Task to carry out:
Write the next part of the text below on preparing businesses for supply disruption after leaving the EU, picking up right after its last sentence.

Text for analysis:
--
It is apparent that our final exit from the EU, 1 January 2021, will disrupt the movement of goods, back and forth, while transport links and customs authorities adjust to the new reality.
Hopefully, readers that are directly affected – with customers or suppliers in the EU – will already be aware of the customs red tape that they will need to comply with in the new year. If not, we suggest you take a look at the wealth of detailed guidance on the GOV.UK website; follow the COVID links for UK businesses.
But in anticipation of disruption in supply lines, what further action can we take in the closing weeks of 2020 to minimise the effects on our businesses in 2021?
- Contact your key suppliers and ask if they can fulfil your usual orders in the first quarter of 2021. Be sure to ask if their supplies are coming from the EU. If their response is less than positive start looking for UK or non-EU suppliers who can meet your needs.
--
[Stored data entries]
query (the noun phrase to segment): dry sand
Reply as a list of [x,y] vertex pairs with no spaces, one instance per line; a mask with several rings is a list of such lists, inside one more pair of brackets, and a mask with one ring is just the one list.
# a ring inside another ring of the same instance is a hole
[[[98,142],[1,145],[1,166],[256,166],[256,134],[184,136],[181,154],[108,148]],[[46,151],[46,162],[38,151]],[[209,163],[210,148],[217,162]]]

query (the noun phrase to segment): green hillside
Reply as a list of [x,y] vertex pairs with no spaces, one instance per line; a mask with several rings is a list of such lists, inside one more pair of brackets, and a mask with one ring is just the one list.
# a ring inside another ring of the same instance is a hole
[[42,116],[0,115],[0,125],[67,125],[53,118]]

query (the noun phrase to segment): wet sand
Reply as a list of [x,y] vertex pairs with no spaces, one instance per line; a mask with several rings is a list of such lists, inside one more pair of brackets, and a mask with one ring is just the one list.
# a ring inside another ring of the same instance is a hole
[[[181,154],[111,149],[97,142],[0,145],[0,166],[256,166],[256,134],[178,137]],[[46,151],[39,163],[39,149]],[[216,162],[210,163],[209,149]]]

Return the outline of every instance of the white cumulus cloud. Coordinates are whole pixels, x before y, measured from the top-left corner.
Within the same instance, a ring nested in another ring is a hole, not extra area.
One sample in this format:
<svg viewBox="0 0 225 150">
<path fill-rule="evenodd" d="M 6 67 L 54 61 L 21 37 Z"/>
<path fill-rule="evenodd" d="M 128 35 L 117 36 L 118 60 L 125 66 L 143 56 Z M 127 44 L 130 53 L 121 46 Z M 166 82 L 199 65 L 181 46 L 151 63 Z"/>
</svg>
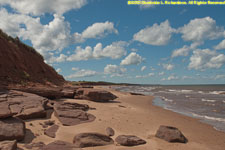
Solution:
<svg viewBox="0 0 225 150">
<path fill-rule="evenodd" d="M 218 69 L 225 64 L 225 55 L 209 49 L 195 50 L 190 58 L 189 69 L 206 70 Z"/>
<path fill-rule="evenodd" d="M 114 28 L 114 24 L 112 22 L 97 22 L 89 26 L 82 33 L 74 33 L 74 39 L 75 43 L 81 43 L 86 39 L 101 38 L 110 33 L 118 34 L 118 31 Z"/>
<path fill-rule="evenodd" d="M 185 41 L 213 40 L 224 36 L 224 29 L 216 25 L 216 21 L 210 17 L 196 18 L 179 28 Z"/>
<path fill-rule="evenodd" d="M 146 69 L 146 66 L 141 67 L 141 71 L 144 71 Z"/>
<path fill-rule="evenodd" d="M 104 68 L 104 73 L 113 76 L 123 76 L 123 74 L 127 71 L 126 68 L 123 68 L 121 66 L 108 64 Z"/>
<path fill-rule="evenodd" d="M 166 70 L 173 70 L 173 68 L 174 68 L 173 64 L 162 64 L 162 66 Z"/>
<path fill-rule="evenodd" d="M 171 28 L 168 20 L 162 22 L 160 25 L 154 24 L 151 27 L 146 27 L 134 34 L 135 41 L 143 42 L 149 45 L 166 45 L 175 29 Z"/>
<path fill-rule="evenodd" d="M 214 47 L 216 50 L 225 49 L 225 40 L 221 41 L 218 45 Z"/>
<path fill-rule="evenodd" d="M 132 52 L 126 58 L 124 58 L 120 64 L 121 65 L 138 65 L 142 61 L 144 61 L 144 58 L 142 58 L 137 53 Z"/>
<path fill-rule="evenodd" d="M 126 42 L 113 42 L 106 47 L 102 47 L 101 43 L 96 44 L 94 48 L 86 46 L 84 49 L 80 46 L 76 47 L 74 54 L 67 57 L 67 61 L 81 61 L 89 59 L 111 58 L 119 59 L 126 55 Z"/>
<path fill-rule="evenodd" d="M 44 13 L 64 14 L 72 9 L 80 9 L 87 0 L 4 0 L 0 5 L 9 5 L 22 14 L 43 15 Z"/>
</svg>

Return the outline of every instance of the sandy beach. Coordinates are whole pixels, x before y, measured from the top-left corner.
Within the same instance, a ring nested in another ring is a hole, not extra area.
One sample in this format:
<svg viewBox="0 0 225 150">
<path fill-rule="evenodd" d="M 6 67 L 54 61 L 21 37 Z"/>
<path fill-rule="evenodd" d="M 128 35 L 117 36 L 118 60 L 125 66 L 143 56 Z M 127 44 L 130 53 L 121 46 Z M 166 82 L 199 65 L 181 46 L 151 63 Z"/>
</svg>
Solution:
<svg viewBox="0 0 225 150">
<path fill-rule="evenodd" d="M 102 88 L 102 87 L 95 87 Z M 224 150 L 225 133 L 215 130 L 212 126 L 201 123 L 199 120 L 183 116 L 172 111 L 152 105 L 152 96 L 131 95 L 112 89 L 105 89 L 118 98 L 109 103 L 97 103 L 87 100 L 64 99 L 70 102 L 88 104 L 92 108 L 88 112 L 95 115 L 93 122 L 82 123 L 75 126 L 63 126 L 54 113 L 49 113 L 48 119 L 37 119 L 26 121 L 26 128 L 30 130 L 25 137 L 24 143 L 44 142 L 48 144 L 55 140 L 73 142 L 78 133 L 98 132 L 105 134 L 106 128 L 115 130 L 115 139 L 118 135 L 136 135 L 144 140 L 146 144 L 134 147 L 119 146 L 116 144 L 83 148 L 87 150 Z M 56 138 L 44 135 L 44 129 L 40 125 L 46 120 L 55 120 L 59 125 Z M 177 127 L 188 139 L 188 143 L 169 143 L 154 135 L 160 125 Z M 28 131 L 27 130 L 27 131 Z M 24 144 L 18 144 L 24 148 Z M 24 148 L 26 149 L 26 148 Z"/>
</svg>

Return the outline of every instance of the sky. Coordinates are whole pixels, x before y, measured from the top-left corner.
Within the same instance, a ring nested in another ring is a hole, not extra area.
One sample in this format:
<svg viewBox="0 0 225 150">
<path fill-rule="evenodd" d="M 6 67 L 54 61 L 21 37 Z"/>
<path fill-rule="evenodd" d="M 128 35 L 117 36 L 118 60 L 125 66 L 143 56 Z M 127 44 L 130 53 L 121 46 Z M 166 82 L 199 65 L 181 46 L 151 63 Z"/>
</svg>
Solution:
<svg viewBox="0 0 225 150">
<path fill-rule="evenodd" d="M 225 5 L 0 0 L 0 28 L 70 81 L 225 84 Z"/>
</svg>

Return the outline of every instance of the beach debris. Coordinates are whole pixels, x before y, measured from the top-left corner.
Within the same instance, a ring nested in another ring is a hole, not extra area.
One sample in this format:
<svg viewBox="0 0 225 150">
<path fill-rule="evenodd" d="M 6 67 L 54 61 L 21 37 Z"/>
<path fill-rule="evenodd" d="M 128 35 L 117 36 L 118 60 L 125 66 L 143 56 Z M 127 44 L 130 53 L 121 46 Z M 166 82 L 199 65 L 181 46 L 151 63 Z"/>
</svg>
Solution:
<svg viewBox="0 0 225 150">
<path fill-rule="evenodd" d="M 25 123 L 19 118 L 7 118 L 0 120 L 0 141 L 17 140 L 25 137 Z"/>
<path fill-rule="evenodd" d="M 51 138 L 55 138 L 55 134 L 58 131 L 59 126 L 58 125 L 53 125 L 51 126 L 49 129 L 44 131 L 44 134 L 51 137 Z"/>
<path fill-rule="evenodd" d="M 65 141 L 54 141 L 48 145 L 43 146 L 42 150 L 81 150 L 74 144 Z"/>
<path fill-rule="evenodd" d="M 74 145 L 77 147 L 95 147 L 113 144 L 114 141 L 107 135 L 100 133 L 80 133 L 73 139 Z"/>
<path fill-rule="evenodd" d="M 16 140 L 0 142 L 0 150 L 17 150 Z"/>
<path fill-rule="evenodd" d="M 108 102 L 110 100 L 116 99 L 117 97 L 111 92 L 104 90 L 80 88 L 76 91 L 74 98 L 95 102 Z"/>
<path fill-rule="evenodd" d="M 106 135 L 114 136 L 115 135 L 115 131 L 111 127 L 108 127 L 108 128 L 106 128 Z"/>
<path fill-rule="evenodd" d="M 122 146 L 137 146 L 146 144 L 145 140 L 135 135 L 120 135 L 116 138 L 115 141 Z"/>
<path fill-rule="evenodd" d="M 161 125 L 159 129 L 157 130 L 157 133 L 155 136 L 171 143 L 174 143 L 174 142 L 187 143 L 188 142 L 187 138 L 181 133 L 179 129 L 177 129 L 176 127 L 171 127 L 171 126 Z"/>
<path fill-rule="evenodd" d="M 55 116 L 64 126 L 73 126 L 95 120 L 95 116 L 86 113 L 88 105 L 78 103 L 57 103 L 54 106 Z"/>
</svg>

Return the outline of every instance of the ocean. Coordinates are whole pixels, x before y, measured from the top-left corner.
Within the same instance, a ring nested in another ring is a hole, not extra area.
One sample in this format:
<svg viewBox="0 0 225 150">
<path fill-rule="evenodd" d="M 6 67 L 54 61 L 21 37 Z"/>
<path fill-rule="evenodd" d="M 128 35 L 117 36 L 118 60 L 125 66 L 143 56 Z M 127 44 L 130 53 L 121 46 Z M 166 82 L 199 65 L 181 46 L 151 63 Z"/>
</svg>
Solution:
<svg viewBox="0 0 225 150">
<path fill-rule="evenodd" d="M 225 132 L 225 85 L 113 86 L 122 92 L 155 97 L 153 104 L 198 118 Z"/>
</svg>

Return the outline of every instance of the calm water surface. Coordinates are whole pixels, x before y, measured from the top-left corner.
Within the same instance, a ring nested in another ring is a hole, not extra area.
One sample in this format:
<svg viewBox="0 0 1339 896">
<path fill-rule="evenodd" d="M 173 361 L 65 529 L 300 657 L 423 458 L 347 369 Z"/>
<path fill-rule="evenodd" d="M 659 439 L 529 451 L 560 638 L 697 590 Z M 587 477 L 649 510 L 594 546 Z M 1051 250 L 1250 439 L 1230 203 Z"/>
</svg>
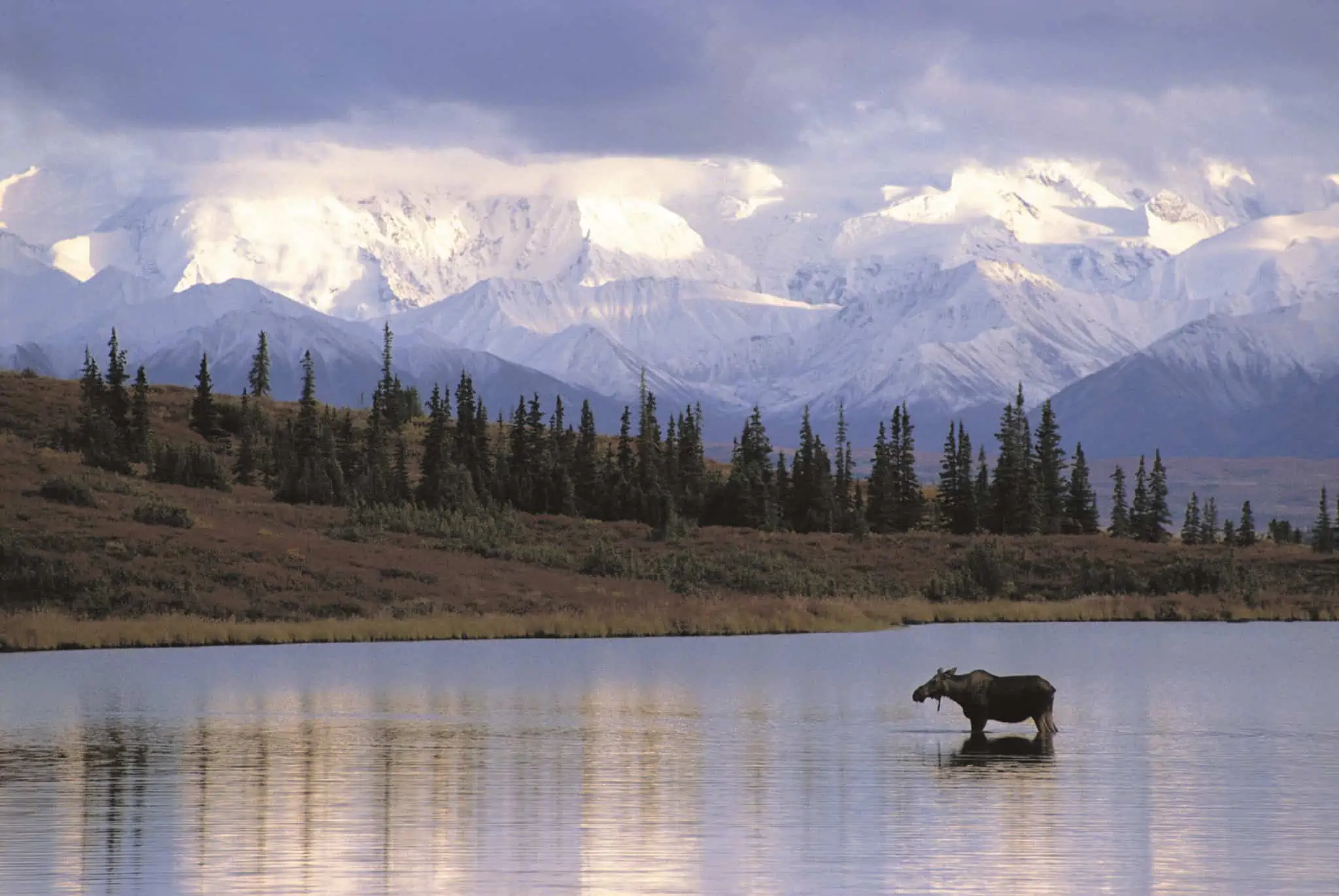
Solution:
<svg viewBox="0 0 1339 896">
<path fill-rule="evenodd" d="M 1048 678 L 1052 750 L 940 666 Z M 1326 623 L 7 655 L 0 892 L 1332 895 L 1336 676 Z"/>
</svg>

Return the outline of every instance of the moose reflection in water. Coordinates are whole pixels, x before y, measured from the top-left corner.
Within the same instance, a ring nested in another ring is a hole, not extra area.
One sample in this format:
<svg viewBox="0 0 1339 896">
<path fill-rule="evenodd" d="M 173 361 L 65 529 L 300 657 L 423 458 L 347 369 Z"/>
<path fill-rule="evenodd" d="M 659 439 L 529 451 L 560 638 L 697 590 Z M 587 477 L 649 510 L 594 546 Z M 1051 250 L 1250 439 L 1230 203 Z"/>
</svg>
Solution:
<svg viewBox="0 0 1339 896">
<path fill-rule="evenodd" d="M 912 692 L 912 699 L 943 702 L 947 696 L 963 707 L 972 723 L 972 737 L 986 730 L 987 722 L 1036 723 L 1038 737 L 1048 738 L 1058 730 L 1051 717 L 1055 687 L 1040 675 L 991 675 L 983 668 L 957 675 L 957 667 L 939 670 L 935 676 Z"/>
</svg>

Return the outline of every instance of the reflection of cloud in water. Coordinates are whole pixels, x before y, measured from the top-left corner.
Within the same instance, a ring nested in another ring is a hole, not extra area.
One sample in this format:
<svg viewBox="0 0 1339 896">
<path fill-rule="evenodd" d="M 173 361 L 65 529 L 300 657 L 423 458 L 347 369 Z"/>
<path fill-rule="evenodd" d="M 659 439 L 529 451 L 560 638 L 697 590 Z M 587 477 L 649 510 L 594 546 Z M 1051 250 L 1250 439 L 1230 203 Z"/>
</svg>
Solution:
--
Reply to the exercise:
- Contact your key customers. Ask if they will be affected by the EU changes. In particular, are they expecting to increase, maintain or reduce purchases from your company in the first quarter of 2021. Time will be an issue to replace any projected loss of sales with new business, but at least your forward thinking will flag up a possible challenge and give you time to brainstorm your options.
- When you have considered the above, revise your business plans. Flex the numbers in anticipation of variable outcomes to see if these outcomes are going to seriously impact solvency, cash-flow or funding.